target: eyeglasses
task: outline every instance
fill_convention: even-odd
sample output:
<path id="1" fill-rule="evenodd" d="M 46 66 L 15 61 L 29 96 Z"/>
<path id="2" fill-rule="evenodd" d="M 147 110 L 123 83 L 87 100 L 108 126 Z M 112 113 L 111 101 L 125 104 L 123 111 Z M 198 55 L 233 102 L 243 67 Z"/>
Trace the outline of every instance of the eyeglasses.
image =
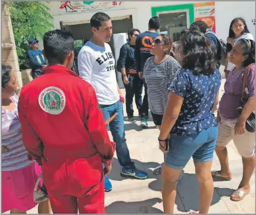
<path id="1" fill-rule="evenodd" d="M 154 43 L 156 45 L 164 45 L 163 41 L 162 41 L 160 39 L 155 39 L 154 40 Z"/>

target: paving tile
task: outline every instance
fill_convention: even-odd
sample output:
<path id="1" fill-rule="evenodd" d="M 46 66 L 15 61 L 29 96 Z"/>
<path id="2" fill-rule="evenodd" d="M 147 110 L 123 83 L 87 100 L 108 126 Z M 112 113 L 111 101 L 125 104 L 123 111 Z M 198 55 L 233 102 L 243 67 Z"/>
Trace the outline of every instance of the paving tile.
<path id="1" fill-rule="evenodd" d="M 214 180 L 216 190 L 221 197 L 230 197 L 239 185 L 242 177 L 242 163 L 240 160 L 230 162 L 230 170 L 232 173 L 231 181 L 220 181 Z M 252 175 L 250 181 L 251 193 L 255 193 L 255 173 Z"/>
<path id="2" fill-rule="evenodd" d="M 185 172 L 178 185 L 177 190 L 187 211 L 199 210 L 199 186 L 195 174 Z M 221 213 L 228 211 L 225 203 L 214 190 L 209 213 Z"/>
<path id="3" fill-rule="evenodd" d="M 224 81 L 222 81 L 223 87 Z M 123 95 L 125 91 L 121 90 Z M 223 91 L 220 91 L 220 97 Z M 144 93 L 144 92 L 143 92 Z M 146 171 L 149 178 L 144 180 L 127 179 L 121 176 L 121 167 L 115 153 L 112 171 L 109 175 L 113 190 L 105 193 L 105 203 L 106 213 L 163 213 L 161 193 L 161 176 L 154 175 L 152 170 L 163 161 L 162 152 L 158 148 L 159 131 L 149 119 L 149 128 L 142 129 L 137 110 L 134 105 L 134 116 L 137 121 L 131 124 L 126 116 L 124 105 L 124 124 L 126 142 L 131 157 L 138 168 Z M 109 131 L 110 139 L 112 137 Z M 230 167 L 233 174 L 230 181 L 215 181 L 214 193 L 209 213 L 255 213 L 255 174 L 251 180 L 251 192 L 240 202 L 234 202 L 230 196 L 237 188 L 241 178 L 242 164 L 241 156 L 233 141 L 228 147 Z M 212 169 L 220 169 L 220 163 L 214 153 Z M 178 185 L 175 200 L 175 213 L 187 213 L 199 208 L 199 188 L 195 175 L 193 159 L 191 159 L 184 168 L 184 174 Z M 9 213 L 7 212 L 5 213 Z M 37 207 L 27 213 L 37 213 Z"/>
<path id="4" fill-rule="evenodd" d="M 224 197 L 222 200 L 229 208 L 231 213 L 255 214 L 255 194 L 250 193 L 240 201 L 233 201 L 229 197 Z"/>

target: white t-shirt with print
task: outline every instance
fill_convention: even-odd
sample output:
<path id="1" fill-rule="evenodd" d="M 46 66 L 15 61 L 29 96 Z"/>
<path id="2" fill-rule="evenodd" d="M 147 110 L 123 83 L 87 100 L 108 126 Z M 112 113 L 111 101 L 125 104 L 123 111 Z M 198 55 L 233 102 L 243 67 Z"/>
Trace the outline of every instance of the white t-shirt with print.
<path id="1" fill-rule="evenodd" d="M 252 36 L 252 34 L 251 33 L 247 33 L 247 34 L 244 34 L 241 35 L 240 37 L 234 39 L 234 43 L 237 43 L 238 40 L 239 40 L 241 39 L 251 39 L 252 40 L 254 40 L 254 39 L 253 39 L 253 36 Z M 229 60 L 229 63 L 228 64 L 228 68 L 227 68 L 227 70 L 231 71 L 231 69 L 233 68 L 233 67 L 234 67 L 235 65 L 233 64 L 232 64 L 231 62 L 230 62 Z"/>
<path id="2" fill-rule="evenodd" d="M 112 105 L 120 100 L 115 58 L 110 45 L 99 46 L 90 41 L 78 55 L 79 75 L 93 86 L 100 105 Z"/>

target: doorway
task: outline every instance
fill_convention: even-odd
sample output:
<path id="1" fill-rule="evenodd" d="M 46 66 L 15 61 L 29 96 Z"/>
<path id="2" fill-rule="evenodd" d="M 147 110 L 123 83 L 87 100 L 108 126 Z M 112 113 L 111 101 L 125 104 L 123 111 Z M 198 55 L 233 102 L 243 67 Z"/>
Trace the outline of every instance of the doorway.
<path id="1" fill-rule="evenodd" d="M 159 15 L 162 23 L 160 32 L 167 33 L 174 42 L 180 39 L 181 32 L 189 27 L 188 10 L 163 12 Z"/>
<path id="2" fill-rule="evenodd" d="M 189 28 L 194 19 L 193 4 L 153 7 L 151 12 L 161 20 L 161 32 L 168 34 L 173 42 L 179 40 L 181 32 Z"/>

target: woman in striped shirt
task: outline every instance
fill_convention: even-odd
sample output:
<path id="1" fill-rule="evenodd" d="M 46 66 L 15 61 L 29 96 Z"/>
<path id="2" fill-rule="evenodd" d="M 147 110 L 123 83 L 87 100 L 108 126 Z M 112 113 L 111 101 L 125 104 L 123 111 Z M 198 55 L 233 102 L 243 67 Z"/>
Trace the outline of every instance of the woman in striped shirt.
<path id="1" fill-rule="evenodd" d="M 36 206 L 33 190 L 41 167 L 29 160 L 18 117 L 17 83 L 12 68 L 2 65 L 2 212 L 26 213 Z M 38 204 L 38 213 L 51 213 L 49 201 Z"/>
<path id="2" fill-rule="evenodd" d="M 147 86 L 149 105 L 153 121 L 159 130 L 168 100 L 168 88 L 175 77 L 180 65 L 170 53 L 172 39 L 161 34 L 152 43 L 151 50 L 154 56 L 145 63 L 143 78 Z M 153 170 L 155 175 L 161 174 L 163 163 Z"/>

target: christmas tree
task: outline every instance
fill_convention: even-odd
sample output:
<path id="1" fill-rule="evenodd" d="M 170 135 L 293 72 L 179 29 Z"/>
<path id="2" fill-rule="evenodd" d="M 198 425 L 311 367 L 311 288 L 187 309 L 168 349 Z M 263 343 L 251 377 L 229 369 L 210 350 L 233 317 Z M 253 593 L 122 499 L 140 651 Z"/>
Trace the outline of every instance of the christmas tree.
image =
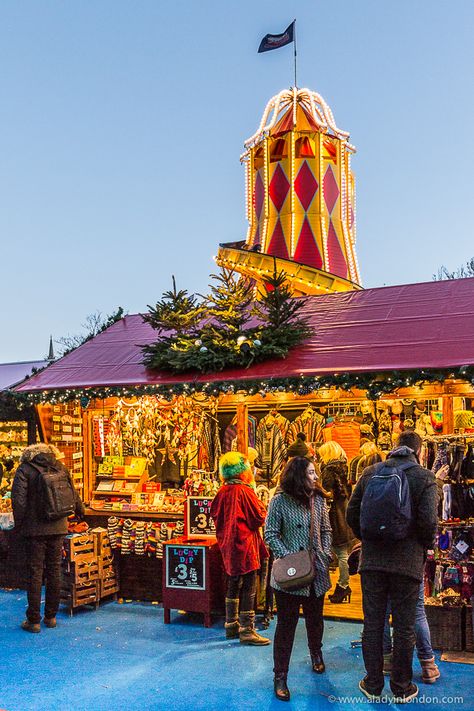
<path id="1" fill-rule="evenodd" d="M 177 291 L 173 278 L 173 291 L 148 307 L 143 318 L 159 334 L 155 343 L 143 346 L 149 368 L 209 373 L 249 367 L 284 358 L 309 335 L 300 313 L 305 300 L 292 297 L 284 272 L 275 269 L 259 302 L 252 284 L 232 271 L 222 269 L 211 279 L 210 292 L 200 302 Z"/>

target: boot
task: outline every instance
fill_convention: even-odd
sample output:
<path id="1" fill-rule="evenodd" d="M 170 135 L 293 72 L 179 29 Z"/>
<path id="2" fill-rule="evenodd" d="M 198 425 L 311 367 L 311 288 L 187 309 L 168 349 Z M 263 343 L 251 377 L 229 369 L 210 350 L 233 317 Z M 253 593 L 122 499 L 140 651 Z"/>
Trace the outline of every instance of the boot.
<path id="1" fill-rule="evenodd" d="M 326 665 L 320 651 L 311 655 L 311 666 L 316 674 L 323 674 L 326 671 Z"/>
<path id="2" fill-rule="evenodd" d="M 273 677 L 273 689 L 275 691 L 275 696 L 279 699 L 279 701 L 290 700 L 290 690 L 286 685 L 286 674 L 275 674 Z"/>
<path id="3" fill-rule="evenodd" d="M 41 632 L 41 626 L 39 622 L 30 622 L 29 620 L 25 620 L 24 622 L 21 623 L 21 629 L 25 630 L 25 632 Z"/>
<path id="4" fill-rule="evenodd" d="M 262 647 L 265 644 L 270 644 L 270 640 L 266 637 L 261 637 L 255 631 L 255 612 L 241 612 L 239 615 L 240 629 L 239 637 L 240 644 L 252 644 L 256 647 Z"/>
<path id="5" fill-rule="evenodd" d="M 225 637 L 237 639 L 239 636 L 239 600 L 231 597 L 225 599 Z"/>
<path id="6" fill-rule="evenodd" d="M 390 676 L 392 673 L 392 652 L 383 655 L 383 673 Z"/>
<path id="7" fill-rule="evenodd" d="M 345 602 L 348 600 L 348 602 L 351 601 L 351 594 L 352 590 L 347 586 L 347 588 L 343 588 L 337 583 L 336 587 L 334 588 L 334 592 L 332 595 L 328 595 L 328 599 L 330 602 L 338 605 L 341 602 Z"/>
<path id="8" fill-rule="evenodd" d="M 436 679 L 439 679 L 441 672 L 435 664 L 434 657 L 431 659 L 420 659 L 421 664 L 421 680 L 425 684 L 434 684 Z"/>

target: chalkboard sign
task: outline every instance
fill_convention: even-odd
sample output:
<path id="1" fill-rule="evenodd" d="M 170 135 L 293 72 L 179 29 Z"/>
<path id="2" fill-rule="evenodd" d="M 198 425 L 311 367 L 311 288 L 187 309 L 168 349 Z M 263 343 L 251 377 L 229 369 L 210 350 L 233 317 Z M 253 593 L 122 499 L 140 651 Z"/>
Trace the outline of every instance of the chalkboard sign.
<path id="1" fill-rule="evenodd" d="M 186 499 L 186 537 L 215 538 L 216 527 L 211 518 L 213 499 L 205 496 L 188 496 Z"/>
<path id="2" fill-rule="evenodd" d="M 206 549 L 204 546 L 165 546 L 166 587 L 206 589 Z"/>

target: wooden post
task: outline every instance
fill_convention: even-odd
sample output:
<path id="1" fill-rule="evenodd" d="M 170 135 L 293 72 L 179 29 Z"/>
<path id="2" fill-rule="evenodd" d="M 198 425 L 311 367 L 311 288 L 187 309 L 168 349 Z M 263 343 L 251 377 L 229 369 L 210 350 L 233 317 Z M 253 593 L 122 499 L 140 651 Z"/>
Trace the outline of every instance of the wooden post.
<path id="1" fill-rule="evenodd" d="M 249 447 L 248 405 L 237 403 L 237 451 L 247 456 Z"/>
<path id="2" fill-rule="evenodd" d="M 454 432 L 453 396 L 443 395 L 443 434 Z"/>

◆ ◆ ◆ ◆ ◆

§ Problem statement:
Write out again the stretch from the line containing "target: woman in striped shirt" through the line containing "36 206 L 33", both included, scaling every outline coordinate in the answers by 0.85 and rounding to whole numbers, halves up. Keep all numbers in the requests and their sample output unchanged.

§ Correct answer:
target: woman in striped shirt
task: outline every instance
fill_convention: even-odd
sample output:
<path id="1" fill-rule="evenodd" d="M 46 66 L 15 61 L 29 96 Z"/>
<path id="2" fill-rule="evenodd" d="M 147 110 L 123 83 L 87 100 L 108 126 Z M 112 113 L 111 101 L 125 104 L 123 111 Z M 198 55 L 233 102 L 243 67 Z"/>
Trace the outline of every instance of the woman in striped shirt.
<path id="1" fill-rule="evenodd" d="M 31 175 L 28 162 L 35 142 L 25 136 L 15 99 L 14 71 L 10 58 L 2 55 L 2 180 L 22 181 Z M 32 173 L 32 181 L 43 181 L 42 171 Z"/>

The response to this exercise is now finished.